**TASK BRIEF:** While reading through the material below, copy each line that holds the word "tiger".
= Beginning of Section =
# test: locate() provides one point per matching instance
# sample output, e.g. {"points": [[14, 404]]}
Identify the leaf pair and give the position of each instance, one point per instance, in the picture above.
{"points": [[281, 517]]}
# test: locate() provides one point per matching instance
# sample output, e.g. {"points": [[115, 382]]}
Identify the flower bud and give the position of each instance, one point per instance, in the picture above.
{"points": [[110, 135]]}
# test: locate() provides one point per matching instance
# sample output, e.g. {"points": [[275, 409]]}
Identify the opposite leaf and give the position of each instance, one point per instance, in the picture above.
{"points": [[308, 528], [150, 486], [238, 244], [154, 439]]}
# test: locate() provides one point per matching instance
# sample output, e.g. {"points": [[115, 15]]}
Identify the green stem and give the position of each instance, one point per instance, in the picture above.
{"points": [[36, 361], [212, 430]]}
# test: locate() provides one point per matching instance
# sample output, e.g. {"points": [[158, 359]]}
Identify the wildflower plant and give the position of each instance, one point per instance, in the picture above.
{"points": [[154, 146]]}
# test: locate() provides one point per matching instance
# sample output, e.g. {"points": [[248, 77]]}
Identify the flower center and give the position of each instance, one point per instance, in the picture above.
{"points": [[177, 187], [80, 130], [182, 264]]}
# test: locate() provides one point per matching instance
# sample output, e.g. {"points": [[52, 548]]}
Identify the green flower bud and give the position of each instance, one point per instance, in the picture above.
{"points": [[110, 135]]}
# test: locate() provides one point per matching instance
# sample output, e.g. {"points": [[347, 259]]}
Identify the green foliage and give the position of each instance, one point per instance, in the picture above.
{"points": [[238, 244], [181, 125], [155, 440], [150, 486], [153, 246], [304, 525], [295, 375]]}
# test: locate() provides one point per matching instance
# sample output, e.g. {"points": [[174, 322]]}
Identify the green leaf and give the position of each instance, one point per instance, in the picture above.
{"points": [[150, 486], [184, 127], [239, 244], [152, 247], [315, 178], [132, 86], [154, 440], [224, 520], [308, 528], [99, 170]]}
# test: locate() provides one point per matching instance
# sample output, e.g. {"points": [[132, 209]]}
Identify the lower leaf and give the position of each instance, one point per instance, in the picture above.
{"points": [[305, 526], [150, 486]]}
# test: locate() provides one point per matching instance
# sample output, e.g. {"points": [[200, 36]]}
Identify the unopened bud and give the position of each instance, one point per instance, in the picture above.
= End of Section =
= Beginning of Section =
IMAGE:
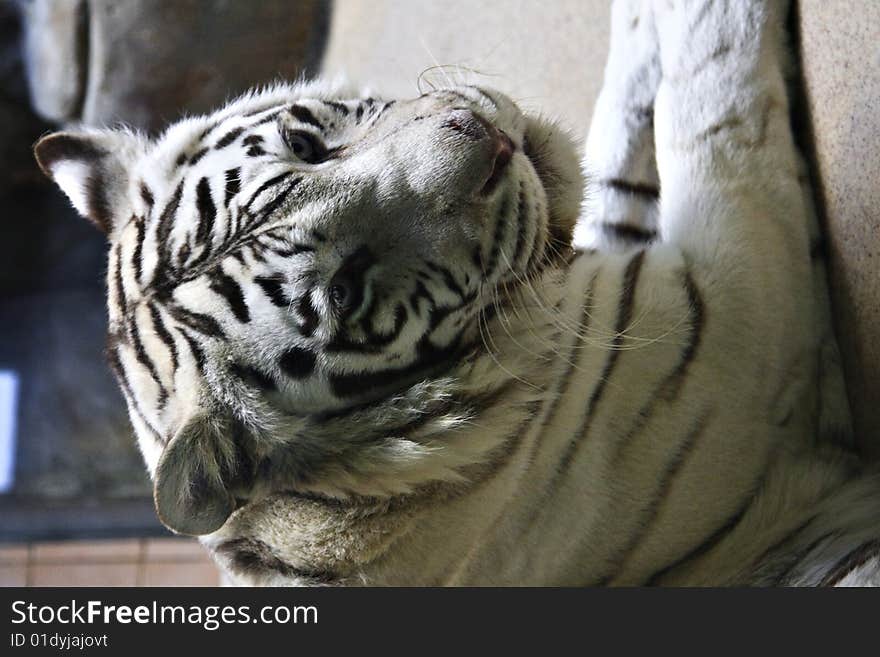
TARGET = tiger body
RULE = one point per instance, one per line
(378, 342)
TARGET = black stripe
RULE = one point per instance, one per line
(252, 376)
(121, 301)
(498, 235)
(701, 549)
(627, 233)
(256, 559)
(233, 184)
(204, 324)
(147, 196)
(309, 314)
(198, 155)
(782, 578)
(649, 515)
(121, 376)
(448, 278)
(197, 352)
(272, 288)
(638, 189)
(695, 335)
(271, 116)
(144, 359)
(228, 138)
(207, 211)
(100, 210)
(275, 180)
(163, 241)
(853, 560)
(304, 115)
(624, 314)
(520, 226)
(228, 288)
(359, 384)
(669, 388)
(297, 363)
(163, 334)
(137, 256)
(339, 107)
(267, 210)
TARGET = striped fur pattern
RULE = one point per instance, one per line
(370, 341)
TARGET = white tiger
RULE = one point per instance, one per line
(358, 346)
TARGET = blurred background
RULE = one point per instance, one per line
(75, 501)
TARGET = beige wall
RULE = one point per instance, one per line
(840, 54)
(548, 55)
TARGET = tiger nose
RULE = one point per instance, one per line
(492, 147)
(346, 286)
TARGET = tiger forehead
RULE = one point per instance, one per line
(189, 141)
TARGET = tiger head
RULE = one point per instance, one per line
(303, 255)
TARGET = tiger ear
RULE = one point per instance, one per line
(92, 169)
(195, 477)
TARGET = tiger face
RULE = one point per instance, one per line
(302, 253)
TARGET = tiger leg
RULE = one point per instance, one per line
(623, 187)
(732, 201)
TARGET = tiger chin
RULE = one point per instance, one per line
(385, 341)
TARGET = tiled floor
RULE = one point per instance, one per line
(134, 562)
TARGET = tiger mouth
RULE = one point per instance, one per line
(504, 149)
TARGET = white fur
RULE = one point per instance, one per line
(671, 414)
= End of Section =
**SOLUTION:**
TARGET = tiger body
TARGET = white tiger
TARGET = tiger nose
TARGET = tiger forehead
TARGET = tiger head
TARGET = tiger ear
TARGET = tiger face
TARGET = tiger leg
TARGET = tiger chin
TARGET = tiger mouth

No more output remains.